VORGEGEBENER TEXT
━━━
# [Hilfe] Eigene Suchmaschine?



## Pascal3366 (16. Dezember 2014)

Hallo liebe PCGHx Community,

Wie ihr schon im Titel sehen könnt würde ich gerne eine eigene eigenständige Suchmaschine programmieren (wie z.B Google, Yahoo, Bing...etc.)
Leider hat mir bisher kein Tutorial weitergeholfen und ich weiß nicht genau wie ich anfangen soll 
Vielleicht kann mir hier einer weiterhelfen? ....

Danke schonmal im Vorraus 

Die Momentane URL lautet : SearchDat Search Engine

-----------------------------------------
MfG Pascal3366


----------



## Noirsoleil (16. Dezember 2014)
━━━
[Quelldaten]
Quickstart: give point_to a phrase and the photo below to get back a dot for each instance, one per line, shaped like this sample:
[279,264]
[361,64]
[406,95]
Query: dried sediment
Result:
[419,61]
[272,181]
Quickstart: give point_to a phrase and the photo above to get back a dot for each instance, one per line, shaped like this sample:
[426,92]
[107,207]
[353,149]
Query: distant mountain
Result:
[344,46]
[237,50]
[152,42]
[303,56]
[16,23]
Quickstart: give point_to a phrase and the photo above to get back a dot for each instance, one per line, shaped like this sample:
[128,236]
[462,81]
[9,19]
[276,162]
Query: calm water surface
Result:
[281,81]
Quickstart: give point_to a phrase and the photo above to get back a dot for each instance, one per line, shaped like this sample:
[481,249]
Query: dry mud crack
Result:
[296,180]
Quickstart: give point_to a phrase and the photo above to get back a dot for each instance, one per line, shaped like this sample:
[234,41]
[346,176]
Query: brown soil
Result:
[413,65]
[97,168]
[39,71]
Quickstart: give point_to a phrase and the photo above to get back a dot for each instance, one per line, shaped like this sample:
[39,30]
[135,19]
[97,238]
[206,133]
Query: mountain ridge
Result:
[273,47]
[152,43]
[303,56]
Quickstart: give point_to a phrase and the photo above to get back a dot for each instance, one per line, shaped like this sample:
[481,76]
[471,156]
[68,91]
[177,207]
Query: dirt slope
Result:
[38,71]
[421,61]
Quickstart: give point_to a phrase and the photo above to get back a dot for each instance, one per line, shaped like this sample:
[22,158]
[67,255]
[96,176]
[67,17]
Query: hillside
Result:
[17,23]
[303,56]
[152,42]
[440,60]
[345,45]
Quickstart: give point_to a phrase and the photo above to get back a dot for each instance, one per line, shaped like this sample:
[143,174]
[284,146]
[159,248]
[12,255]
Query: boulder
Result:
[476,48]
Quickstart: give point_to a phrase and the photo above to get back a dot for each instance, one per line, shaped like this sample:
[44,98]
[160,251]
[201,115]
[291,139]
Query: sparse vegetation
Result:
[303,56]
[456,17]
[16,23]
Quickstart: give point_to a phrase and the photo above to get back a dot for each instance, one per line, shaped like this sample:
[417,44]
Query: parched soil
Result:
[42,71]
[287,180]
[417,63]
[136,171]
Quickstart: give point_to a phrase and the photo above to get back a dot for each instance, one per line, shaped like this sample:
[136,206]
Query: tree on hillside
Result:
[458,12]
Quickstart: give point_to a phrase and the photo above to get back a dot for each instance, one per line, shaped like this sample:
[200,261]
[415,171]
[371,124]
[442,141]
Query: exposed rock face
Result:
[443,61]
━━━
VERSTÄNDNISFRAGEN
A - Nenne die Suchmaschinen, die Pascal3366 im Forenthread über die eigene Suchmaschine als Beispiele anführt.
B - Setze den Forenthread über die eigene Suchmaschine nach der letzten gezeigten Zeile fort.

LÖSUNGEN
A - Google, Yahoo und Bing.

B -
Wozu um alles in der Welt brauchst du eine eigene Suchmaschine? Und vlt. solltest du dich erst mal mit dem Thema Suchmaischienen beschäftigen, das ist nämlich nicht leicht. Du könntest höchstens eine Maschine schreiben welche auf Basis von Google oder Yahoo arbeitet und deren Ergebnisse weiter filtert aber mehr geht nicht!


----------



## Bunny_Joe (16. Dezember 2014)

Klar geht mehr! Er könnte Crawler programmieren und die Links nach den eingegebenen Suchwörtern filtern.


----------



## bingo88 (16. Dezember 2014)

Da hast du dir aber was vorgenommen 
Das Grundprinzip ist eigentlich relativ simpel: Du fängst im Prinzip mit einem Crawler an. Der analysiert die Webseiten, folgt Links, etc. Die hierbei gesammelten Daten müssen dann irgendwie "verpackt" und gespeichert werden, so dass man sie schnell durchsuchen kann (sehr vereinfacht ausgedrückt). Realistisch betrachtet dürfte es allerdings schwer werden, den etablierten Anbietern die Stirn zu bieten.


----------



## Pascal3366 (16. Dezember 2014)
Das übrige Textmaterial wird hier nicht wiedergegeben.